[Items from a data source]
--------------------------------
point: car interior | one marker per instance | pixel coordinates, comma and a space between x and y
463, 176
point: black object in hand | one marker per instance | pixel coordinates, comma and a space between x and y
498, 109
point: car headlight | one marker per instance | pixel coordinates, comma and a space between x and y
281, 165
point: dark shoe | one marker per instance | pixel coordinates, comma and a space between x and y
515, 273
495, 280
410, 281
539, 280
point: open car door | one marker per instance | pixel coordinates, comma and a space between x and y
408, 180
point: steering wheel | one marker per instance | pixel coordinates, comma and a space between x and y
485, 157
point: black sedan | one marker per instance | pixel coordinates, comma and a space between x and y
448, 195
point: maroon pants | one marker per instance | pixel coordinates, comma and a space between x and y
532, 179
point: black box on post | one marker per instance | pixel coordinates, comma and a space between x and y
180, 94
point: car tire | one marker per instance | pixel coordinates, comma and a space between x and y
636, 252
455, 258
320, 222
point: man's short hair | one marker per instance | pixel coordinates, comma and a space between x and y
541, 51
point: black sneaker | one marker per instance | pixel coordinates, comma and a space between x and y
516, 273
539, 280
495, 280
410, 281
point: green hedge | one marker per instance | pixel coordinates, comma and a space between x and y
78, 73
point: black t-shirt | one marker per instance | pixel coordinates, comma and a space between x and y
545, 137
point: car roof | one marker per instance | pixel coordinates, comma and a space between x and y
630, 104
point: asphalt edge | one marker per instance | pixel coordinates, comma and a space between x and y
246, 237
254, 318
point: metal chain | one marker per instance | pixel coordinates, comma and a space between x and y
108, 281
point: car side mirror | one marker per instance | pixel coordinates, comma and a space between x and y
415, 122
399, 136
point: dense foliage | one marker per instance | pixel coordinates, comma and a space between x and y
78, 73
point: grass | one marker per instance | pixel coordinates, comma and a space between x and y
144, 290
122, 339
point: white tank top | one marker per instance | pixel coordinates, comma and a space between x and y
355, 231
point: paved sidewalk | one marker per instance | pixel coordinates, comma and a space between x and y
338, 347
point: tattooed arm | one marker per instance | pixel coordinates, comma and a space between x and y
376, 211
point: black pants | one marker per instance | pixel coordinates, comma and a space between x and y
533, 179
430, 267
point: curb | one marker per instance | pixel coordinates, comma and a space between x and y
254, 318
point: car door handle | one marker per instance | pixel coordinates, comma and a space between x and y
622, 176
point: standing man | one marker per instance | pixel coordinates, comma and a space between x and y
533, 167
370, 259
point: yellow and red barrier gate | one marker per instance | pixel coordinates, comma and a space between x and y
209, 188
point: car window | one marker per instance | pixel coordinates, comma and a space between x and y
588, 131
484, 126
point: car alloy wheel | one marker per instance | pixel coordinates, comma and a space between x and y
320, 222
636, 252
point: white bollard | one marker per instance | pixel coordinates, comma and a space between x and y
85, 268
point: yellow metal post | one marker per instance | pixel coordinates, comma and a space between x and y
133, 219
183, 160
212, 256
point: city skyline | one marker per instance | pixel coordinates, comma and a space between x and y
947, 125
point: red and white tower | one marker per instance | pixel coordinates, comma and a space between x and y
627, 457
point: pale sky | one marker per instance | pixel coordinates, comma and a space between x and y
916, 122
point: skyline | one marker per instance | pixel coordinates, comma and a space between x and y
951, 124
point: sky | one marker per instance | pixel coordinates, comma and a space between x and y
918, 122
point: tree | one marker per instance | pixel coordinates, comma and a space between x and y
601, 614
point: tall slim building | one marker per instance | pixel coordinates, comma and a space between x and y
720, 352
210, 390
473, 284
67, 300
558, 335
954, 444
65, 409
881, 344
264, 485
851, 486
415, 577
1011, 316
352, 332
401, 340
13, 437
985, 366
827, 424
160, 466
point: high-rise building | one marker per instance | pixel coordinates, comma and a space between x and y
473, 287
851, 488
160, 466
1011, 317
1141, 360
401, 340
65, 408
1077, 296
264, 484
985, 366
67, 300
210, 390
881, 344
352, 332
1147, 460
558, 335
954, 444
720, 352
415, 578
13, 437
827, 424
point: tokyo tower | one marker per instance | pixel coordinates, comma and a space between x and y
--------------------------------
▶ _Description of the task_
Reproduce the entries above in full by retyping them exactly.

▶ _Response area_
point: car interior | one marker per instance | pixel coordinates, comma and a space between x and y
463, 176
point: black object in hand | one marker per instance | pixel coordinates, comma and a space between x and y
498, 109
point: car headlight | one marker per instance | pixel coordinates, comma and a space between x and y
281, 165
point: dark shoe | one marker per instance | pixel coordinates, comma and a space between x and y
515, 273
495, 280
410, 281
539, 280
point: open car door | one marker per instance | pixel coordinates, comma and a space between x and y
408, 180
point: steering wheel | one marker per instance | pixel coordinates, comma and a space between x and y
485, 157
point: black sedan | one marker per instance | pixel coordinates, comma and a space between x and y
448, 195
point: maroon pants | one marker per instance | pixel coordinates, comma and a space between x and y
532, 179
point: black box on post | one marker per instance | pixel coordinates, comma and a space between x and y
180, 94
point: car tire | one marker per instance | pixel coordinates, comma and a space between x and y
636, 252
455, 258
320, 222
point: man's short hair | one marker per instance | pixel coordinates, comma and a space between x and y
541, 51
point: black sneaker | one marker per instance | pixel coordinates, comma and a space between x and y
516, 273
539, 280
495, 280
410, 281
point: green hedge | one marker per instance | pixel coordinates, comma and a space between x and y
78, 73
point: black t-shirt | one marker per instance | pixel coordinates, comma and a space between x and y
545, 137
point: car roof | one marker per instance | pixel coordinates, comma and a space between x and y
630, 104
point: asphalt edge | one marker per instance | pixel coordinates, comma and a space between x and y
246, 237
254, 318
point: metal chain | one marker per instance | pixel coordinates, comma and a space between x and y
108, 281
point: car side mirror | one marker per instance | pixel coordinates, comma and a space between x and y
415, 122
399, 136
point: dense foliage | one marker per instance | pixel coordinates, comma and a space between x and y
78, 73
point: grass | one marker per instance | pixel coordinates, comma and a space between x and y
144, 290
122, 339
point: white tank top | one marker per instance | pixel coordinates, comma and a space between x and y
355, 231
point: paved sidewalk | one marker per instance | pixel coordinates, comma and a space between x and y
338, 347
point: tattooed arm | one marker per instance | pixel coordinates, comma and a space between x and y
376, 211
point: black pants | one marker per instance | pixel coordinates, comma and a space between x and y
533, 179
430, 267
point: curb | one marker per instance | pixel coordinates, comma and a space between x and y
254, 318
point: car door handle | one marker per instance | pixel coordinates, comma and a space between x and y
622, 176
point: standing man | one marker per instance | pixel coordinates, comma and a space between x and y
533, 167
370, 259
point: yellow and red barrier gate | one marker per instance | pixel coordinates, comma and a space between x and y
209, 188
point: car window | one marker per instance | pixel coordinates, comma and a space between x and y
588, 131
484, 126
point: car alloy wheel | one marker per instance | pixel coordinates, comma and a space between x and y
320, 222
636, 252
point: white bollard | one marker per instance | pixel coordinates, comma and a space between x and y
85, 268
point: yellow metal post | one marker per instance | pixel coordinates, comma and a space between x and y
133, 219
183, 160
212, 256
point: city skyline | one marker per instance | pixel coordinates, comma and a space between x and y
947, 125
point: red and white tower | one marker per instance | pixel coordinates, comma and a space between x and y
627, 457
point: pale sky | one marker per instance | pixel coordinates, comma and a space between x and y
916, 122
point: skyline | one marker per instance | pixel coordinates, comma and a space between x and y
951, 124
point: sky | one marker per instance | pixel coordinates, comma and a space between x and y
918, 122
point: tree | one marker per instance | pixel coordinates, comma and a space between x and y
601, 614
point: tall slim building | one marker per instance | pixel coordinates, comma and a space between x and y
720, 352
210, 390
473, 284
67, 300
558, 335
954, 444
65, 409
881, 344
264, 485
851, 486
415, 577
1011, 316
352, 332
401, 340
13, 437
985, 366
827, 424
160, 466
point: high-rise building | one marker per instance | pixel coordinates, comma and a space between x and y
473, 287
851, 488
160, 466
1011, 317
1141, 360
401, 340
65, 408
1077, 296
264, 484
985, 366
67, 300
210, 390
881, 344
352, 332
1147, 460
558, 335
954, 444
720, 352
415, 578
13, 437
827, 424
point: tokyo tower | one marker per instance | pixel coordinates, comma and a space between x and y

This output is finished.